Across all entries below, how many lines include "blue"? Only the number, please.

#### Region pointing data
☆ ☆ ☆ ☆ ☆
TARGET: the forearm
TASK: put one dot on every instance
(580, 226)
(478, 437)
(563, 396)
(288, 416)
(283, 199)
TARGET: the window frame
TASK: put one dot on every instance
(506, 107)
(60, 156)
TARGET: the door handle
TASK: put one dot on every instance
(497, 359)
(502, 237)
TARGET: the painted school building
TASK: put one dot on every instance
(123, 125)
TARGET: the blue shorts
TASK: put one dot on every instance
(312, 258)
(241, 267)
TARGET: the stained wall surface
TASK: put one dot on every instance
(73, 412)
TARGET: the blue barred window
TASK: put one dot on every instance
☆ ☆ ☆ ☆ ☆
#### REPLY
2